Can you arrange the lines of the listing below, starting at the line that contains "stone pillar |" and ending at the line that contains "368 186 L 345", as a JSON list of strings with one string per line and blank lines left out?

#### [Task inputs]
- - -

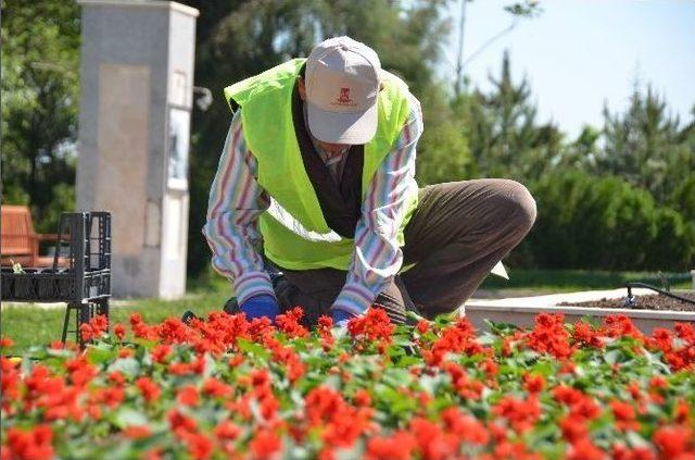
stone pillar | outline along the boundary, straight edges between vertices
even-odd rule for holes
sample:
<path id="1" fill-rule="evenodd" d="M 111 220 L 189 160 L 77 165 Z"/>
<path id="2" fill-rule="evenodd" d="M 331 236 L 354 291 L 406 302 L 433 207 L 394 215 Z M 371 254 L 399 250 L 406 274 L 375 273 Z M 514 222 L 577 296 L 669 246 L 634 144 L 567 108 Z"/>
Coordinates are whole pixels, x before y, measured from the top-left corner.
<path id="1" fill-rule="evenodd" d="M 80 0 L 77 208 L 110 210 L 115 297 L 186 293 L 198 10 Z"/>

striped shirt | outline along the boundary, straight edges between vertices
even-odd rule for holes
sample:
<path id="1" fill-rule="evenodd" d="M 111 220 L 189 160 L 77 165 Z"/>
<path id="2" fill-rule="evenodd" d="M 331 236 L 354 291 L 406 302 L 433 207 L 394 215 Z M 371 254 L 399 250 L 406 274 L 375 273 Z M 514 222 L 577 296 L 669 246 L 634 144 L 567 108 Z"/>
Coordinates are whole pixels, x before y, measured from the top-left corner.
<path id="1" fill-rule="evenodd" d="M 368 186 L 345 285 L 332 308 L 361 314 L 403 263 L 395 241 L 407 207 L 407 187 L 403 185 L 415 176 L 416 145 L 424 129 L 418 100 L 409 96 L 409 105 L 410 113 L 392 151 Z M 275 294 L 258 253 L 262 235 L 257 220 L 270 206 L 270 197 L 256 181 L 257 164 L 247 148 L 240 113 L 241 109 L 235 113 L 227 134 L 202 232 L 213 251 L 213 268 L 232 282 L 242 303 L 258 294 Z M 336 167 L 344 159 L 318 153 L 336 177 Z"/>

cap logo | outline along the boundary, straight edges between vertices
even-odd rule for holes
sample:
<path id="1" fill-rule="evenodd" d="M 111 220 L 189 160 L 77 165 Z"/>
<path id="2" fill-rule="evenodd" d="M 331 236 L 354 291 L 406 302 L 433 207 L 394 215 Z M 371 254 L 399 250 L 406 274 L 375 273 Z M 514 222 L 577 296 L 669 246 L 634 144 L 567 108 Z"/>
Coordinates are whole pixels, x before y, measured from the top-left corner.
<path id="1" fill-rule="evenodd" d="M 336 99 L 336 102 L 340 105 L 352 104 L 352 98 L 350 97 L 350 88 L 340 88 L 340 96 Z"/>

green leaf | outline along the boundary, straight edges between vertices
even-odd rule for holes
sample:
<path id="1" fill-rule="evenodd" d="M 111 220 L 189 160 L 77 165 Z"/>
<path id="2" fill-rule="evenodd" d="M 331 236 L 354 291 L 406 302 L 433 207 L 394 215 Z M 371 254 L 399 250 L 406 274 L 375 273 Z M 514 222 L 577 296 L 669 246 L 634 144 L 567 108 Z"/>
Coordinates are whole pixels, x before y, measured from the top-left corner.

- - -

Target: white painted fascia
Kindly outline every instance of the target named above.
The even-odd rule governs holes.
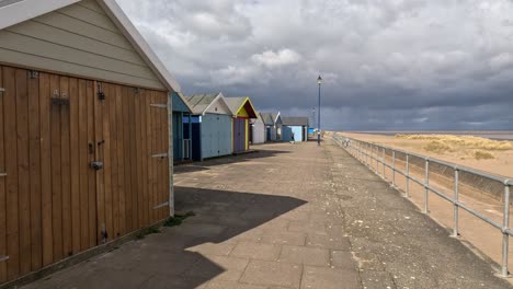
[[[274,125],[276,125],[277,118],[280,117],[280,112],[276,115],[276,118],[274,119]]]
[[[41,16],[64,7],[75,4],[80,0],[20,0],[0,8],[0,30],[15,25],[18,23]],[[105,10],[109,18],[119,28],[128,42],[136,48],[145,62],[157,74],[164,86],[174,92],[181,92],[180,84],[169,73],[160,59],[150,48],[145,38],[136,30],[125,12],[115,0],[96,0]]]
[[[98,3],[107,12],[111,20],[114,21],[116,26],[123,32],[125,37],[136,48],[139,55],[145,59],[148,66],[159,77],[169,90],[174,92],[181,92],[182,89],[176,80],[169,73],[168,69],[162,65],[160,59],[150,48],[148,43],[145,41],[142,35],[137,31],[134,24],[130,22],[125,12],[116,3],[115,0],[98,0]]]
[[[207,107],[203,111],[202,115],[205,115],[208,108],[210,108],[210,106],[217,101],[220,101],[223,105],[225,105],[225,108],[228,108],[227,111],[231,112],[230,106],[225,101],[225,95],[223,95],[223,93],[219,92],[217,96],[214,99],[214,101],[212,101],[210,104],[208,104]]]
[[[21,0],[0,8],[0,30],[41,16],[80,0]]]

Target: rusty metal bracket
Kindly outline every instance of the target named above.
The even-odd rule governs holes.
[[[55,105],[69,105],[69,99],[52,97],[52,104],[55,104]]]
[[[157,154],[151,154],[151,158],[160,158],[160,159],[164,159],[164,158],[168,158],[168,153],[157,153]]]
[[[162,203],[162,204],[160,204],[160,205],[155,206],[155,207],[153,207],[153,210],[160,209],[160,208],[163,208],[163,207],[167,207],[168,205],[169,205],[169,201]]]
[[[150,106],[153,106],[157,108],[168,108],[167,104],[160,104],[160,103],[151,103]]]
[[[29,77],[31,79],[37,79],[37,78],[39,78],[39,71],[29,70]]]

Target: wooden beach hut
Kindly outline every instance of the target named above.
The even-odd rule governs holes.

- - -

#### [Solution for this task]
[
  "stone pillar | outline along the boundary, straight edges between vertices",
  "even-odd rule for holes",
  "sample:",
  "<path id=\"1\" fill-rule=\"evenodd\" d=\"M 111 220 L 189 160 L 77 165 Z\"/>",
  "<path id=\"2\" fill-rule=\"evenodd\" d=\"M 331 236 L 354 291 L 406 302 L 433 207 L 394 215 Z M 371 254 L 399 250 L 406 274 L 375 273 Z M 514 222 L 577 296 L 669 246 L 634 144 L 567 108 Z\"/>",
  "Coordinates are whole pixels, x before y, measured from the top-left corner.",
  "<path id=\"1\" fill-rule=\"evenodd\" d=\"M 80 0 L 77 208 L 110 210 L 115 297 L 186 293 L 198 10 Z\"/>",
  "striped shirt | outline along the boundary, straight edges between vertices",
  "even-odd rule for holes",
  "sample:",
  "<path id=\"1\" fill-rule=\"evenodd\" d=\"M 111 220 L 189 160 L 77 165 Z\"/>",
  "<path id=\"2\" fill-rule=\"evenodd\" d=\"M 331 236 L 354 291 L 406 302 L 433 207 L 394 215 Z M 371 254 L 399 250 L 406 274 L 375 273 Z M 514 222 L 577 296 L 669 246 L 634 144 L 567 108 Z\"/>",
  "Coordinates are whole pixels, x before y, measured from the top-left corner.",
  "<path id=\"1\" fill-rule=\"evenodd\" d=\"M 368 186 L 345 285 L 332 308 L 361 314 L 403 263 L 395 241 L 407 207 L 407 187 L 403 185 L 415 176 L 416 145 L 424 129 L 418 100 L 409 96 L 409 105 L 410 113 L 392 151 Z M 275 294 L 258 253 L 262 235 L 257 220 L 270 206 L 270 197 L 256 181 L 257 164 L 247 148 L 240 113 L 241 109 L 235 113 L 227 134 L 202 232 L 213 251 L 213 268 L 232 282 L 242 303 L 258 294 Z M 336 167 L 344 159 L 318 153 L 336 177 Z\"/>"
]